— PROBLEM STATEMENT —
Return the listing below in full, with every line exactly as it is.
--- begin RECORDS FOR THE TASK ---
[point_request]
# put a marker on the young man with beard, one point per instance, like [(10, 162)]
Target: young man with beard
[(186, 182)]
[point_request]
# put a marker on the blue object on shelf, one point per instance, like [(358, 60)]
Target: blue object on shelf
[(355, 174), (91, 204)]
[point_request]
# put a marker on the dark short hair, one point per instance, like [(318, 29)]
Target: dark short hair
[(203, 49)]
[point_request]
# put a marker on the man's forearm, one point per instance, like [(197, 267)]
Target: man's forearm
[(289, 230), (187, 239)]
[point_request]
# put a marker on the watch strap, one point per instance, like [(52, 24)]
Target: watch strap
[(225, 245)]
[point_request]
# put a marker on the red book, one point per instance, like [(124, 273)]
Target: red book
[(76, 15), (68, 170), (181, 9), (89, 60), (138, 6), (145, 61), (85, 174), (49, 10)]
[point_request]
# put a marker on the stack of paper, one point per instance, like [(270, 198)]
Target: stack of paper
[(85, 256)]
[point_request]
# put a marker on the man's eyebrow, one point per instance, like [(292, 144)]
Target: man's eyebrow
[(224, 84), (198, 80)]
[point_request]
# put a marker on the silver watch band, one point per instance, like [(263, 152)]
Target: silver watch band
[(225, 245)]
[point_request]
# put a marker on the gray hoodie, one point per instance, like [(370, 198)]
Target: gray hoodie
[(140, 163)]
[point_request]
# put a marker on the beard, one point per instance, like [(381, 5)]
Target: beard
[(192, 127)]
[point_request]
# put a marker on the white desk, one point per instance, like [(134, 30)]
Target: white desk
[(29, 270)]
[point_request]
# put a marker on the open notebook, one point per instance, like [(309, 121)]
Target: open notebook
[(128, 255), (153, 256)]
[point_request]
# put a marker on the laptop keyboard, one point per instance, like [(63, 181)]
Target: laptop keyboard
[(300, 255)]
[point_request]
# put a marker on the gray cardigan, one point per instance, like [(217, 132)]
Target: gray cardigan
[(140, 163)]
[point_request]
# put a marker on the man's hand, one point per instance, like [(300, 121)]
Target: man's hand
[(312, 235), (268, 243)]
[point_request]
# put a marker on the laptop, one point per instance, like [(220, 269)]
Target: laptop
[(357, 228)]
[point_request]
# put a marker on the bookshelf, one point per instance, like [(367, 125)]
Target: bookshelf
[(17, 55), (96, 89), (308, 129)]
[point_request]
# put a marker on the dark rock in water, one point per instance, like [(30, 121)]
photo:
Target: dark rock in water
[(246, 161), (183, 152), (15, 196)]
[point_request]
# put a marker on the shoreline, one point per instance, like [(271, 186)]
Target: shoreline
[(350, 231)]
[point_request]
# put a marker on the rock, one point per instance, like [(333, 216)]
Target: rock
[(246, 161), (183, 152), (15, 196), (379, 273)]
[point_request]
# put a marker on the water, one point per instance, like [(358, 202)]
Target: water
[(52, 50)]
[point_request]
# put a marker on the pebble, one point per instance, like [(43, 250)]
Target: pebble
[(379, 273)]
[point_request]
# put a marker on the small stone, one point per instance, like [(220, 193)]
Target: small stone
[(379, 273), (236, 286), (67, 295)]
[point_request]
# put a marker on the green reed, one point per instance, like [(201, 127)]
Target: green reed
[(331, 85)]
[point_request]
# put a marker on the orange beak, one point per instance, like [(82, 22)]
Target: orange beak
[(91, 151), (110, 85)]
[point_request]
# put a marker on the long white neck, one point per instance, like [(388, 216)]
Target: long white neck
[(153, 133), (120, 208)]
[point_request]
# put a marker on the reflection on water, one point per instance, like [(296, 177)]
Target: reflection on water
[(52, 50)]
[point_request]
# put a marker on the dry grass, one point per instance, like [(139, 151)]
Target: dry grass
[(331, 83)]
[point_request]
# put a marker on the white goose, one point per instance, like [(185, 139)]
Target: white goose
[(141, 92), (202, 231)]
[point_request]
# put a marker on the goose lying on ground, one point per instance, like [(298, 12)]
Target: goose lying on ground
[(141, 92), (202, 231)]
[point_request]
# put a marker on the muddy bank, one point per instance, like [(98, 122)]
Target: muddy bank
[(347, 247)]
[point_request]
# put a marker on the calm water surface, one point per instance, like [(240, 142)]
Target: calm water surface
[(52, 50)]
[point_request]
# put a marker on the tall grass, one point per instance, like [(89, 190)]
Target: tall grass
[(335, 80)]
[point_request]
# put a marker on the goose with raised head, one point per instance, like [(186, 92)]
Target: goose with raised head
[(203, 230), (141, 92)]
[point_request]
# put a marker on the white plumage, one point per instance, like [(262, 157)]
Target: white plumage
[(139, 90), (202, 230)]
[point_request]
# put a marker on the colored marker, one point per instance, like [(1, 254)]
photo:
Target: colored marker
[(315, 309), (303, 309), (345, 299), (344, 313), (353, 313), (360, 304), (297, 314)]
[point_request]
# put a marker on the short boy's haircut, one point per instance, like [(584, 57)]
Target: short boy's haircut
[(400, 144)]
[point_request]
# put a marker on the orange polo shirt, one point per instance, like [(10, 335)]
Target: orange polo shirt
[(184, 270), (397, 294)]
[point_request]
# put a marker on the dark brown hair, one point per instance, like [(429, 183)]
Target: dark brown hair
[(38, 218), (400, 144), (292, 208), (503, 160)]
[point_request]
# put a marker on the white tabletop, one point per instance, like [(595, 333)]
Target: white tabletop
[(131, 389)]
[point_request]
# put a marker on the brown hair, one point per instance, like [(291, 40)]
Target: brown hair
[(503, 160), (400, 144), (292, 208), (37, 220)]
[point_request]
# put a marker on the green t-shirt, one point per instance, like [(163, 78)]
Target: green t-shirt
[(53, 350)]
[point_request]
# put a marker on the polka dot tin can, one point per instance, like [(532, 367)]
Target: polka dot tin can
--- end RECORDS FOR THE TASK ---
— FINAL RESULT —
[point_request]
# put a marker on the young man with beard, one point per instance, like [(10, 162)]
Target: young man with beard
[(186, 182)]
[point_request]
# put a marker on the blue object on shelf, one point per instance, like [(358, 60)]
Target: blue object on shelf
[(355, 174), (91, 204)]
[point_request]
# put a marker on the dark short hair, one point per instance, like [(318, 29)]
Target: dark short hair
[(203, 49)]
[point_request]
# put a marker on the man's forearm, one point per instance, like [(197, 267)]
Target: man's forearm
[(289, 230), (187, 239)]
[point_request]
# put a marker on the watch strap, one point per instance, like [(52, 24)]
Target: watch strap
[(225, 245)]
[point_request]
# put a marker on the red book, one point per instance, like [(124, 273)]
Target: red book
[(76, 15), (68, 170), (181, 9), (89, 60), (138, 6), (145, 61), (85, 174), (49, 10)]
[point_request]
# put a marker on the stack of paper, one point per instance, like [(270, 198)]
Target: stack of paper
[(85, 256)]
[point_request]
# put a marker on the man's eyebrow, one point per instance, like [(292, 144)]
Target: man's eyebrow
[(224, 84), (198, 80)]
[point_request]
# put a marker on the silver watch band, one point per instance, like [(263, 152)]
Target: silver watch band
[(225, 245)]
[point_request]
# put a marker on the gray hoodie, one point per instance, like [(370, 198)]
Target: gray hoodie
[(140, 163)]
[point_request]
# put a marker on the beard, one point per instance, like [(381, 5)]
Target: beard
[(192, 127)]
[point_request]
# put a marker on the white desk, one point per instance, like [(134, 30)]
Target: white desk
[(29, 270)]
[point_request]
# put a marker on the open notebook, one point per instance, like [(309, 121)]
Target: open notebook
[(128, 255), (153, 256)]
[point_request]
# put a marker on the laptop keyboard, one point per instance, like [(63, 181)]
Target: laptop keyboard
[(300, 255)]
[point_request]
# put a marker on the gray cardigan, one point per instance, like [(217, 132)]
Target: gray cardigan
[(140, 163)]
[point_request]
# put a marker on the man's hand, one point per instance, like [(300, 121)]
Target: man's hand
[(312, 235), (268, 243)]
[point_request]
# put a marker on the laptop, one point per instance, like [(220, 269)]
Target: laptop
[(357, 228)]
[point_request]
# put a marker on the bookshelf, one point per instance, like [(367, 125)]
Target: bookshelf
[(17, 55), (96, 89), (308, 129)]
[point_request]
# put a marker on the dark rock in water, one point per instance, like [(30, 121)]
photo:
Target: dark rock in water
[(246, 161), (183, 152), (15, 196)]
[point_request]
# put a marker on the shoreline, one point per instance, like [(271, 186)]
Target: shoreline
[(350, 231)]
[point_request]
# put a marker on the rock, one point per instance, like [(333, 216)]
Target: rock
[(246, 161), (183, 152), (15, 196), (379, 273)]
[point_request]
# put a marker on the water, one point per instance, like [(358, 202)]
Target: water
[(52, 50)]
[point_request]
# put a marker on the pebble, one point per instance, like [(43, 250)]
Target: pebble
[(379, 273)]
[point_request]
# put a marker on the small stone, one point per instance, like [(220, 193)]
Target: small stone
[(379, 273), (236, 286), (67, 295)]
[point_request]
# put a marker on the green reed, one point per instance, like [(201, 127)]
Target: green reed
[(331, 85)]
[point_request]
# put a marker on the orange beak, one point per instance, like [(82, 22)]
Target: orange beak
[(91, 151), (110, 85)]
[point_request]
# put a marker on the long white neck, one point per instance, like [(388, 216)]
Target: long white neck
[(153, 133), (120, 208)]
[point_request]
# put a marker on the reflection on water, one point per instance, like [(296, 177)]
Target: reflection on water
[(52, 50)]
[point_request]
# put a marker on the dry grass, one point per instance, like [(139, 151)]
Target: dry grass
[(331, 83)]
[point_request]
# put a marker on the white goose, one point per instance, like [(185, 139)]
Target: white goose
[(141, 92), (202, 231)]
[point_request]
# put a marker on the goose lying on ground, one point per instance, like [(298, 12)]
Target: goose lying on ground
[(141, 92), (202, 231)]
[point_request]
# put a marker on the muddy bank, one point per instance, like [(98, 122)]
Target: muddy bank
[(347, 247)]
[point_request]
# put a marker on the calm water surface, one point per instance, like [(240, 142)]
Target: calm water surface
[(52, 50)]
[point_request]
# put a marker on the tall grass, one point per instance, like [(89, 190)]
Target: tall grass
[(335, 80)]
[point_request]
# put a marker on the goose with raised head, one point per instance, like [(186, 92)]
Target: goose with raised head
[(203, 230), (141, 92)]
[point_request]
# put a marker on the white plumage, one point per instance, like [(262, 157)]
Target: white plumage
[(139, 90), (202, 230)]
[point_request]
# put a marker on the colored marker, one point per instance, like [(1, 254)]
photo:
Target: colored marker
[(315, 309), (303, 309), (345, 299), (344, 313), (353, 313), (360, 304), (297, 314)]
[point_request]
# put a marker on the short boy's haircut, one point per instance, like [(584, 57)]
Target: short boy's haircut
[(400, 144)]
[point_request]
# put a marker on the orange polo shirt, one point per instance, like [(10, 335)]
Target: orange polo shirt
[(184, 270), (397, 294)]
[point_request]
# put a marker on the dark brown hair, one point per instance, like [(429, 183)]
Target: dark brown hair
[(38, 218), (400, 144), (292, 208), (503, 160)]
[point_request]
# put a marker on the white tabletop, one point per instance, like [(595, 333)]
Target: white tabletop
[(131, 389)]
[point_request]
# put a marker on the brown hair, one point per instance, like [(291, 40)]
Target: brown hair
[(503, 160), (400, 144), (292, 208), (37, 220)]
[point_request]
# put a marker on the green t-shirt, one point per instance, like [(163, 78)]
Target: green t-shirt
[(53, 350)]
[point_request]
# put a marker on the polka dot tin can, one point per instance, like [(532, 367)]
Target: polka dot tin can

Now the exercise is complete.